▶ INSTRUCTIONS
**a)** In the blog excerpt, what share of Bay Area teachers say they teach no science at all?
**b)** Say whether each statement agrees with the blog excerpt, and quote the words that decide it: (i) Jodo Gyan sees itself as a not-for-profit. (ii) Teddy Roosevelt tried to replace the "-ed" ending with "-t". (iii) Noah Webster managed to change "group" to "groop".
**c)** Turn the paragraph of the blog excerpt that begins "A new study from the Lawrence Hall of Science" into a short bulleted list that keeps its main facts.

▶ DOCUMENT EXTRACT
Wednesday, October 31, 2007

Bamboo Microscopes

Nature has an article about an organization in India called Jodo Gyan that provides educational services to underprivileged children. One of their products, a bamboo microscope that costs only $4, is attracting particular attention. Not surprisingly, the inexpensive device is in high demand. Microscopes are a great way to engage kids in science - looking at something they can't otherwise see can be very cool. However, making one for $4 could be transformative - now if we can just get some to the U.S.

A quick Google search found that Jodo Gyan considers itself a social enterprise (as opposed to a not-for-profit or NGO). They create products and deliver services to engage kids in learning in effective ways.

Link to Nature article

(Thanks to BoingBoing for the reference)

Monday, October 29, 2007

Baseball and the Evolution of Language

This post has little to do with my usual topic, but it may be of interest to anyone who works with kids or has ever complained about "kids these days" not knowing proper English. As huge Boston Red Sox fan (Go Sox - World Series champs!), I was drawn to this repost on Slate about how they spell S-O-X. Not surprisingly, our current battle with the language of text messaging (or worse, LOLspeak) is not the first time that efforts have been made to simplify the English language. Did you know that Noah Webster was mostly successful at changing irregular words like "gaol" to "jail", but less successful with "group" to "groop"? I was also interested to learn that Teddy Roosevelt tried to replace the "-ed" suffix with "-t". And, thanks to the practice of the day, the Declaration of Independence will always look like it encourages the "Purfuit of Happineff" to me.

So, with technological change comes the evolution of language. I guess those of us who work with children will jus has 2 deal wif it.

Thursday, October 25, 2007

No Time for Science

A new study from the Lawrence Hall of Science* paints a grim picture of science learning in SF Bay Area classrooms. There just is not enough time. 80% of teachers report spending less than an hour per week on science, and 16% say they teach no science at all. One principal in the SF Chronicle article points out that each day has only 5 hours for instruction, so it is no surprise that some subjects get the short end. And the subjects that are not tested are the first to go, which is why NSTA has started a campaign to "Make Science Count".

▶ MATERIAL
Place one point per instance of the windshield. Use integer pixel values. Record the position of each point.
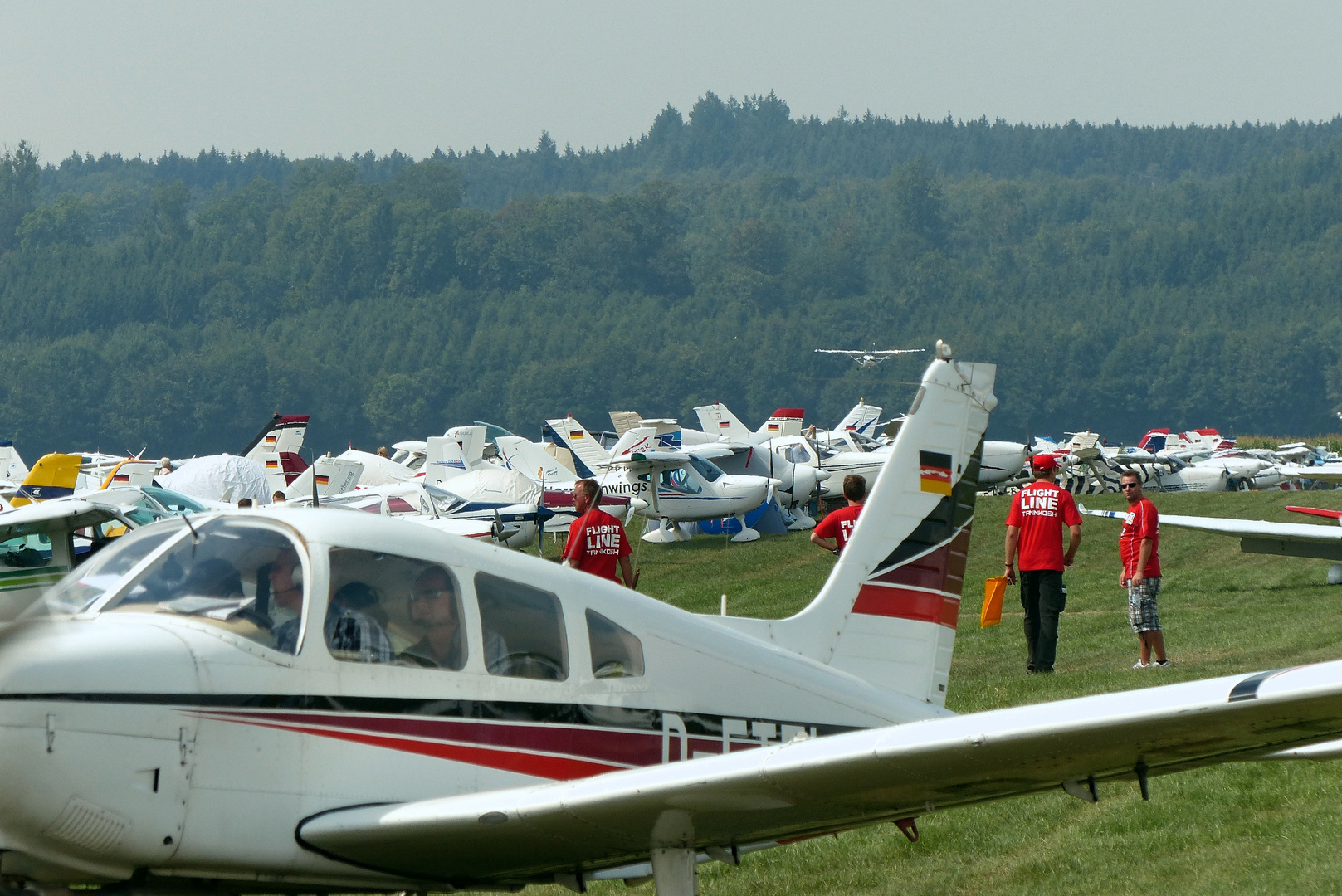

▶ ANSWERS TO THE TASKS
**a)** 16%

**b)**
(i) No: "Jodo Gyan considers itself a social enterprise (as opposed to a not-for-profit or NGO)"
(ii) Yes: "Teddy Roosevelt tried to replace the "-ed" suffix with "-t""
(iii) No: "less successful with "group" to "groop""

**c)**
- A Lawrence Hall of Science study shows a grim picture of science learning in SF Bay Area classrooms, because there is not enough time.
- 80% of teachers spend less than an hour per week on science, and 16% teach none.
- A principal quoted in the SF Chronicle notes that each day has only 5 hours for instruction, so some subjects lose out.
- Subjects that are not tested are cut first, which is why NSTA started its "Make Science Count" campaign.